Object location annotation data
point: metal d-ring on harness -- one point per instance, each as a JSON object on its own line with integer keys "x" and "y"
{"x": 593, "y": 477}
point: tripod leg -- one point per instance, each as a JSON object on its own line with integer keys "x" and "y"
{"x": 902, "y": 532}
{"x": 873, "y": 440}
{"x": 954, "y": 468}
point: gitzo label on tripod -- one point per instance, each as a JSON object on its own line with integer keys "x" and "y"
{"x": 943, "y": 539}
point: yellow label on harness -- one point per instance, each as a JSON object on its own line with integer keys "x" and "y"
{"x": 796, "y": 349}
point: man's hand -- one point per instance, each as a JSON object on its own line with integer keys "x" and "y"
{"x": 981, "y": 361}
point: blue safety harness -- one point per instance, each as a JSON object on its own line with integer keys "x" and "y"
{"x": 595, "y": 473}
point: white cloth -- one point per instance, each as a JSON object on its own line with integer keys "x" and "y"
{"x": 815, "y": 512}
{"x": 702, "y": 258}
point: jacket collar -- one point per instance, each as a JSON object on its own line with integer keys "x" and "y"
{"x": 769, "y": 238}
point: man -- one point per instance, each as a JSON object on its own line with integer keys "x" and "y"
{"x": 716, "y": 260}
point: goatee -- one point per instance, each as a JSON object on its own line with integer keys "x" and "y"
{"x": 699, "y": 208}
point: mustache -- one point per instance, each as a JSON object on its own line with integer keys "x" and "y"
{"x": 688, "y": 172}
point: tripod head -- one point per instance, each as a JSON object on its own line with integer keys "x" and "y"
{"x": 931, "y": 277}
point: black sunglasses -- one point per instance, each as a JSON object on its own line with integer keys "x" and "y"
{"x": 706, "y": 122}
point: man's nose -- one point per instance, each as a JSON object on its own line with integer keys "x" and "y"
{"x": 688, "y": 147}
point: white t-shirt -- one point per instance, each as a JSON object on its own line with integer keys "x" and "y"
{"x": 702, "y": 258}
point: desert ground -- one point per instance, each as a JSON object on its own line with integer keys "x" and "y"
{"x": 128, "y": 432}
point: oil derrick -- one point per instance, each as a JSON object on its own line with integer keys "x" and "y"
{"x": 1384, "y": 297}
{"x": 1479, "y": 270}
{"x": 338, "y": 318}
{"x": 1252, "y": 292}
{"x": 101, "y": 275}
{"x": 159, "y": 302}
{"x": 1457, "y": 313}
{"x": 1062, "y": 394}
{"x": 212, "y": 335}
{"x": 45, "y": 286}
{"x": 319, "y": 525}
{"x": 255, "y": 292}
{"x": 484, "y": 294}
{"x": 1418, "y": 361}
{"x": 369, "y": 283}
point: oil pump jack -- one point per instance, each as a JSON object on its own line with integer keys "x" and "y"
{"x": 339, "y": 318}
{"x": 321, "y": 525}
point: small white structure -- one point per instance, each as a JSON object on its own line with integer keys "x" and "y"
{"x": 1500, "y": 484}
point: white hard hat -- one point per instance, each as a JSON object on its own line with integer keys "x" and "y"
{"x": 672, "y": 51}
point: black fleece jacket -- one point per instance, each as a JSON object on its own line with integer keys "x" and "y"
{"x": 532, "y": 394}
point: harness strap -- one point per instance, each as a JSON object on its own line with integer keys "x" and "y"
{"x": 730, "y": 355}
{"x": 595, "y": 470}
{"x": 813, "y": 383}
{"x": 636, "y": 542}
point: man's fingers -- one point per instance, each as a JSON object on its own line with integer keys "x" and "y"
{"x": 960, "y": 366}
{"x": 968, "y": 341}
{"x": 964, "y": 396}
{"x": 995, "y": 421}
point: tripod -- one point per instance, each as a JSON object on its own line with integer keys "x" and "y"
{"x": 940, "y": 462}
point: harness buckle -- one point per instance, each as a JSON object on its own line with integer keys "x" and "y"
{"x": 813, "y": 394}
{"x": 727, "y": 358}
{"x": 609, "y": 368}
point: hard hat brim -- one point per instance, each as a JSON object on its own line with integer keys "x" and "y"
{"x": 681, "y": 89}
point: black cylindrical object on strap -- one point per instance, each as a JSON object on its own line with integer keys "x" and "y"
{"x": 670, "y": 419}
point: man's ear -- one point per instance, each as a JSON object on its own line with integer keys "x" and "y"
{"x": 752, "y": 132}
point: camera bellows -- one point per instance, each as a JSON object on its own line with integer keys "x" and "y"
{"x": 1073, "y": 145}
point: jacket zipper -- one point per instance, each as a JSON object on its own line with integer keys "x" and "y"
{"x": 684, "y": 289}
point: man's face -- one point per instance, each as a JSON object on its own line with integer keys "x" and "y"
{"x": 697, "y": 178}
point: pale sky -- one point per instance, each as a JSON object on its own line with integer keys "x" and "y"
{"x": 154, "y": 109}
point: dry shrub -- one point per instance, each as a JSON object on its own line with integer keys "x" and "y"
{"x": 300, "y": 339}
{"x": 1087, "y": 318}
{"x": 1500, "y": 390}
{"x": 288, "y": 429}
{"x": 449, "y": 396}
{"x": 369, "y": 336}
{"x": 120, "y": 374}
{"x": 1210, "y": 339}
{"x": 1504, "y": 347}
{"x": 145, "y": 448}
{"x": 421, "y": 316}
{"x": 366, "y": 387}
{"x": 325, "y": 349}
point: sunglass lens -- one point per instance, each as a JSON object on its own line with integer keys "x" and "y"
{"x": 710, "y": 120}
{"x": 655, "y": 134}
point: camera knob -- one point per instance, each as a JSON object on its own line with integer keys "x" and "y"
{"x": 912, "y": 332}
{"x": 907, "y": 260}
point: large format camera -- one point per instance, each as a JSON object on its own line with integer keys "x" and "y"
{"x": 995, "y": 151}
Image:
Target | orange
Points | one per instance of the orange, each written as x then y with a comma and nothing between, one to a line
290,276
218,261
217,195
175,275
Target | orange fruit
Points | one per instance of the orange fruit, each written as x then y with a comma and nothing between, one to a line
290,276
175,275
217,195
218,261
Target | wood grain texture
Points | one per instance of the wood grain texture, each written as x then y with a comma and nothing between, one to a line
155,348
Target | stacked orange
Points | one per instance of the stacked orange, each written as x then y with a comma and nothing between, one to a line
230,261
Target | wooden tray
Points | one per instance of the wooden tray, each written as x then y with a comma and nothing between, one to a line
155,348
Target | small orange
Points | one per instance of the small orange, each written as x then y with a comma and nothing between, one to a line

-- Task to complete --
Write the material out again word for word.

-- Complete response --
point: metal d-ring on harness -- one point per instance, each as a JSON object on its own line with integer keys "x" and "y"
{"x": 593, "y": 477}
point: tripod leg -- one point per instance, each as a JSON object on its own line with integer keys "x" and "y"
{"x": 902, "y": 532}
{"x": 873, "y": 440}
{"x": 954, "y": 468}
point: gitzo label on tripod -- one point per instance, each as a JSON object on its own line with integer keys "x" and "y"
{"x": 943, "y": 539}
point: yellow label on harness -- one point per instance, each as a JSON object on its own line with integer keys "x" and "y"
{"x": 796, "y": 349}
point: man's hand -- one point per instance, each as a JSON object on its own line with integer keys "x" and "y"
{"x": 981, "y": 361}
point: blue safety harness -- one point per instance, each as a JSON object on its own line with integer keys "x" and "y"
{"x": 595, "y": 473}
point: white cloth -- one point per instance, each as a JSON object on its own line with integer keys "x" and "y"
{"x": 815, "y": 512}
{"x": 702, "y": 258}
point: jacket collar -- one point per instance, each as a JSON object on its own line with integer keys "x" and "y"
{"x": 769, "y": 238}
point: man -- one point per instance, each as a JSON object on its own line with integer keys "x" and "y"
{"x": 716, "y": 260}
point: goatee -- one point per instance, each as a JSON object on its own line with integer keys "x" and "y"
{"x": 699, "y": 208}
point: mustache -- one point per instance, each as a JSON object on its own line with integer keys "x" and "y"
{"x": 688, "y": 172}
point: tripod head -- one point per instance, each as a JSON object on its own line with integer keys "x" and "y"
{"x": 931, "y": 277}
point: black sunglasses -- one point per instance, each as a JSON object on its own line with integer keys "x" and "y"
{"x": 706, "y": 122}
point: man's nose -- one point per instance, each as a JSON object on its own line with integer keys "x" and "y"
{"x": 688, "y": 147}
point: white t-shirt -- one point per instance, each as a JSON object on its own line with integer keys "x" and "y"
{"x": 702, "y": 258}
point: desert ground -- one point per instance, each as a JSON object on its own line with integer keys "x" and "y"
{"x": 128, "y": 432}
point: oil derrick -- one point per instance, each as a JSON object on its own line with integer keys "x" and "y"
{"x": 1384, "y": 297}
{"x": 1479, "y": 270}
{"x": 338, "y": 318}
{"x": 1252, "y": 292}
{"x": 101, "y": 275}
{"x": 159, "y": 302}
{"x": 1457, "y": 313}
{"x": 1062, "y": 394}
{"x": 212, "y": 335}
{"x": 45, "y": 286}
{"x": 319, "y": 525}
{"x": 255, "y": 292}
{"x": 484, "y": 294}
{"x": 1418, "y": 361}
{"x": 369, "y": 283}
point: oil pump jack -- one point per instance, each as a JSON object on its own line with integer keys "x" and "y"
{"x": 339, "y": 318}
{"x": 321, "y": 525}
point: small white structure -- one point per instance, each as a JSON object on its own line with integer keys "x" and "y"
{"x": 1500, "y": 484}
point: white hard hat -- one point per instance, each as a JSON object on its own line with integer keys "x" and "y"
{"x": 672, "y": 51}
point: black fleece jacket -- one point per instance, each as a JSON object on its own line with integer keys "x" and "y"
{"x": 532, "y": 394}
point: harness strap -- one point per instance, each as a JSON object on its own line with integer keys "x" and "y"
{"x": 730, "y": 355}
{"x": 595, "y": 470}
{"x": 813, "y": 383}
{"x": 636, "y": 542}
point: man's fingers -- one point per instance, each as a JSON object on its own line with integer keys "x" and "y"
{"x": 960, "y": 366}
{"x": 968, "y": 341}
{"x": 964, "y": 396}
{"x": 995, "y": 421}
point: tripod -- one point per instance, each as a JSON object on its own line with integer keys "x" and "y"
{"x": 940, "y": 462}
point: harness buckle -- one point per instance, each as a JSON object on its own line with integer keys "x" and "y"
{"x": 813, "y": 394}
{"x": 727, "y": 358}
{"x": 609, "y": 368}
point: hard hat brim -- one point per instance, each as a JSON object on its own line with integer keys "x" and "y"
{"x": 681, "y": 89}
point: black cylindrical object on strap -- one point per instance, each as a JSON object on its own line with integer keys "x" and "y"
{"x": 670, "y": 419}
point: man's ear -- one point per instance, each as a JSON object on its own line with integer keys "x" and "y"
{"x": 752, "y": 132}
point: camera bellows -- one point per instance, each as a JSON object on its own line with integer keys "x" and "y"
{"x": 1073, "y": 145}
point: jacket zipper -- one point per instance, each as a JSON object on its own line with integer keys "x" and "y"
{"x": 684, "y": 289}
point: man's face -- one point per instance, each as a JSON object on its own line with integer keys "x" and "y"
{"x": 697, "y": 178}
point: pale sky -- one point per instance, each as a JSON object on its own line with integer keys "x" and "y"
{"x": 154, "y": 109}
point: dry shrub -- one point per instance, each as a JSON object on its own line with integer keys "x" and "y"
{"x": 300, "y": 339}
{"x": 1087, "y": 318}
{"x": 1500, "y": 390}
{"x": 288, "y": 429}
{"x": 449, "y": 396}
{"x": 369, "y": 336}
{"x": 120, "y": 374}
{"x": 1210, "y": 339}
{"x": 1504, "y": 347}
{"x": 145, "y": 448}
{"x": 421, "y": 316}
{"x": 366, "y": 387}
{"x": 325, "y": 349}
point: sunglass lens -- one point per instance, each as a JSON object on its own line with integer keys "x" and "y"
{"x": 710, "y": 120}
{"x": 655, "y": 134}
point: camera knob -- one point per instance, each as a JSON object on its own line with integer keys "x" and "y"
{"x": 912, "y": 332}
{"x": 907, "y": 260}
point: large format camera -- one point per instance, each as a JSON object on its own line with integer keys "x" and "y"
{"x": 995, "y": 151}
Image:
Target | orange
Points | one per instance of the orange, each written as x then y with a comma and nothing between, one to a line
290,276
218,261
217,195
175,275
Target | orange fruit
Points | one per instance of the orange fruit, each written as x then y with a comma and nothing between, one to a line
290,276
175,275
217,195
218,261
Target | wood grain texture
Points | one per instance of the wood grain texture, each written as x then y with a comma and nothing between, one to a line
155,348
Target | stacked orange
Points | one per instance of the stacked orange, each written as x then y with a comma and nothing between, one to a line
230,261
Target | wooden tray
Points | one per instance of the wooden tray, each written as x then y with a comma and nothing between, one to a line
155,348
Target | small orange
Points | one per instance of the small orange, each written as x then y with a comma and nothing between, one to a line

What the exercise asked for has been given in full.